__DATA TO USE__.
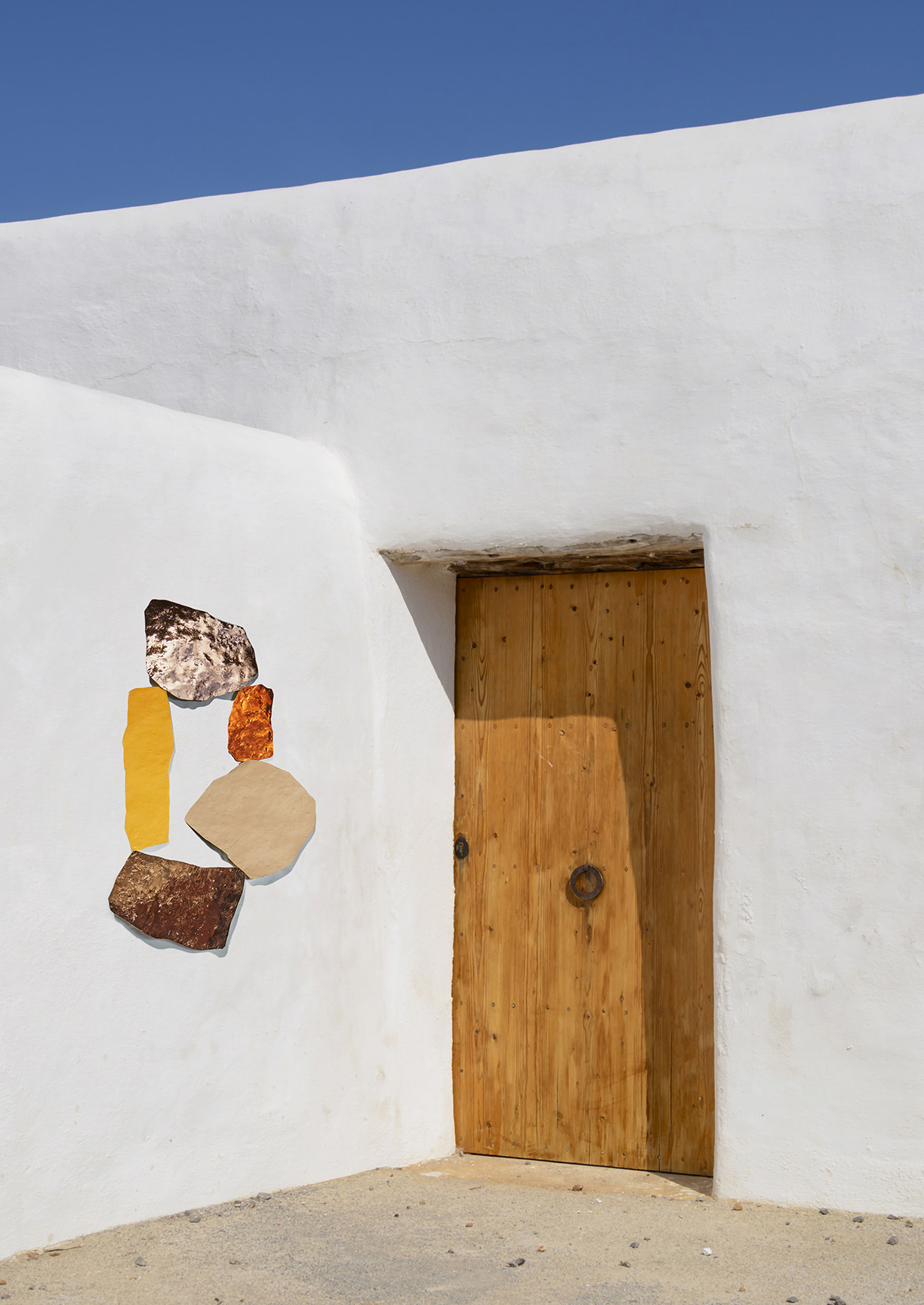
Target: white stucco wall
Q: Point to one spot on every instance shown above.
(137, 1078)
(714, 331)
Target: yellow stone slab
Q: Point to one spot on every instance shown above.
(148, 747)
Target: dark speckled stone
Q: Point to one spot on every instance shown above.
(193, 656)
(191, 905)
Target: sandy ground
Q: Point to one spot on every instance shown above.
(473, 1229)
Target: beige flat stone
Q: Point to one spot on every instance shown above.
(259, 816)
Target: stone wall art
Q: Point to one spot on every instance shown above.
(192, 905)
(251, 724)
(148, 748)
(259, 816)
(193, 656)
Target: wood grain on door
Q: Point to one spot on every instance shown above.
(584, 1031)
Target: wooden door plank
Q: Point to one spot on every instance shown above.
(584, 734)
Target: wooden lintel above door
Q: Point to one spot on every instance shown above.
(630, 552)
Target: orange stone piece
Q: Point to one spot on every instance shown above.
(251, 723)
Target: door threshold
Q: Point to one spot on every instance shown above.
(553, 1174)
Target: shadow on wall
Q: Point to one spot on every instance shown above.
(428, 591)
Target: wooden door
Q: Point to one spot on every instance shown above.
(582, 1030)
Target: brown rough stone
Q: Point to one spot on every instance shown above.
(251, 724)
(193, 656)
(191, 905)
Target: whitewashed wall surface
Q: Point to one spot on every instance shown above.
(713, 332)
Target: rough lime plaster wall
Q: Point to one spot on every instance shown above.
(714, 331)
(137, 1078)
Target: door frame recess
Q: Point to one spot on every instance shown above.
(628, 552)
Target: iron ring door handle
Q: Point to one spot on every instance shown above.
(594, 876)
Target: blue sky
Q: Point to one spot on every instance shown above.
(114, 103)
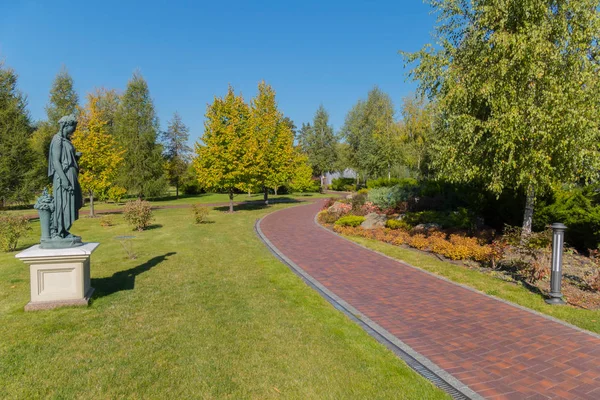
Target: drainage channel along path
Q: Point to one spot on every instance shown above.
(470, 344)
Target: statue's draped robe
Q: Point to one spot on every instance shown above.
(67, 203)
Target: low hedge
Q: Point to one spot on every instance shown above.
(350, 220)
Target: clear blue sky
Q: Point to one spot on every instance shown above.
(311, 52)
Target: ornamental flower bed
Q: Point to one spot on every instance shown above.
(501, 257)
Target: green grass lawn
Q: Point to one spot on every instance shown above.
(586, 319)
(205, 311)
(205, 198)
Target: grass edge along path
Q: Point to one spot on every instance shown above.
(587, 320)
(205, 311)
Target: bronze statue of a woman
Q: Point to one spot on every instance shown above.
(66, 192)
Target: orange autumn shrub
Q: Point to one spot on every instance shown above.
(455, 247)
(418, 241)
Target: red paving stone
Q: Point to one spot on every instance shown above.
(498, 350)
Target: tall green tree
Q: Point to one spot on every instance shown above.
(319, 142)
(517, 87)
(136, 131)
(379, 123)
(16, 155)
(63, 101)
(372, 135)
(224, 156)
(274, 141)
(177, 152)
(416, 129)
(63, 98)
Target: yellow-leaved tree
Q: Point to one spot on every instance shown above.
(225, 156)
(100, 155)
(273, 142)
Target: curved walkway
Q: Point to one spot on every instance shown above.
(498, 350)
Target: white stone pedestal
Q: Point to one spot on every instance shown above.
(59, 277)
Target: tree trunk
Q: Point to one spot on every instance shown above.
(92, 212)
(528, 214)
(266, 196)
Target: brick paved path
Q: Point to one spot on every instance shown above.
(498, 350)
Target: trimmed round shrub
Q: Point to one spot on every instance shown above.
(12, 228)
(138, 213)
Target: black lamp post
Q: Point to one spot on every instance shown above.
(558, 239)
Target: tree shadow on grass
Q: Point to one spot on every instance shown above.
(124, 280)
(152, 227)
(257, 204)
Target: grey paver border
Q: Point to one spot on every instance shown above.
(510, 303)
(440, 377)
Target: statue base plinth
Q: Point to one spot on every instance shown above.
(61, 243)
(59, 277)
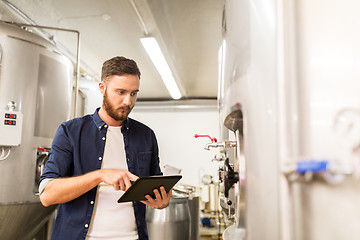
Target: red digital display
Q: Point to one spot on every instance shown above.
(10, 122)
(10, 115)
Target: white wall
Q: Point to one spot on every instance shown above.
(175, 129)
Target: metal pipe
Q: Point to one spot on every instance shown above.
(228, 144)
(238, 185)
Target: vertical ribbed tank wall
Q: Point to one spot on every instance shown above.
(38, 79)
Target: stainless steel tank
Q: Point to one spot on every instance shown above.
(35, 83)
(173, 222)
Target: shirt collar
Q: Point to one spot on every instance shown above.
(100, 123)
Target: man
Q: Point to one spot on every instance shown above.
(94, 158)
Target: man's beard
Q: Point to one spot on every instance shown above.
(115, 112)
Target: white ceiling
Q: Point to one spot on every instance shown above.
(188, 31)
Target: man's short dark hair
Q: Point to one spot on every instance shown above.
(119, 66)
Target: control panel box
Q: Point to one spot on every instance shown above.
(10, 128)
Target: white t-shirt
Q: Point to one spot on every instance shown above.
(112, 220)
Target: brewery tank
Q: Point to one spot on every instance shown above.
(35, 97)
(172, 222)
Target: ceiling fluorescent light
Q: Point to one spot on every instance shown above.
(153, 50)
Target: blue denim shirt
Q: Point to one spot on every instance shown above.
(78, 148)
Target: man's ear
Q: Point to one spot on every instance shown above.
(102, 87)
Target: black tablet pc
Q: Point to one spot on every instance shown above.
(146, 185)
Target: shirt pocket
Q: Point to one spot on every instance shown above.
(144, 162)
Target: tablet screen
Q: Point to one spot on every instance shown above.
(146, 185)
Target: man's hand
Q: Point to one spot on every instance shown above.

__AIM OF THE TASK__. Render the part of the items that opens with the line containing "Target: white ceiling" and runs through the last line as a Markdown table. Use the columns Row and Text, put one line in each row, and leave out blank lines.

__OUTPUT BELOW__.
| Row | Text |
|---|---|
| 1 | Target: white ceiling |
| 2 | Q: Point to one spot on every instance shown above. |
| 3 | (188, 31) |
| 4 | Target: man's short dark hair |
| 5 | Q: Point to one spot on every instance shown above. |
| 6 | (119, 66) |
| 7 | Target: control panel box |
| 8 | Q: Point to one spot on every instance shown above. |
| 9 | (10, 128) |
| 10 | Target: white t-shirt |
| 11 | Q: Point to one spot on every instance shown above. |
| 12 | (112, 220) |
| 13 | Target: brewery tank |
| 14 | Q: Point to one spot on every instance shown above. |
| 15 | (35, 97) |
| 16 | (172, 222) |
| 17 | Target: ceiling fluorescent light |
| 18 | Q: Point to one spot on every instance shown above. |
| 19 | (153, 50) |
| 20 | Target: blue denim shirt |
| 21 | Q: Point to one spot on every instance shown above. |
| 22 | (78, 148) |
| 23 | Target: man's ear |
| 24 | Q: Point to one spot on every instance shown above. |
| 25 | (102, 87) |
| 26 | Target: black tablet pc |
| 27 | Q: Point to one spot on every instance shown above. |
| 28 | (146, 185) |
| 29 | Target: shirt pocket |
| 30 | Q: Point to one spot on every instance shown above. |
| 31 | (144, 162) |
| 32 | Target: tablet screen |
| 33 | Q: Point to one spot on every instance shown above. |
| 34 | (146, 185) |
| 35 | Target: man's hand |
| 36 | Q: Point to one spot on every instance shown above. |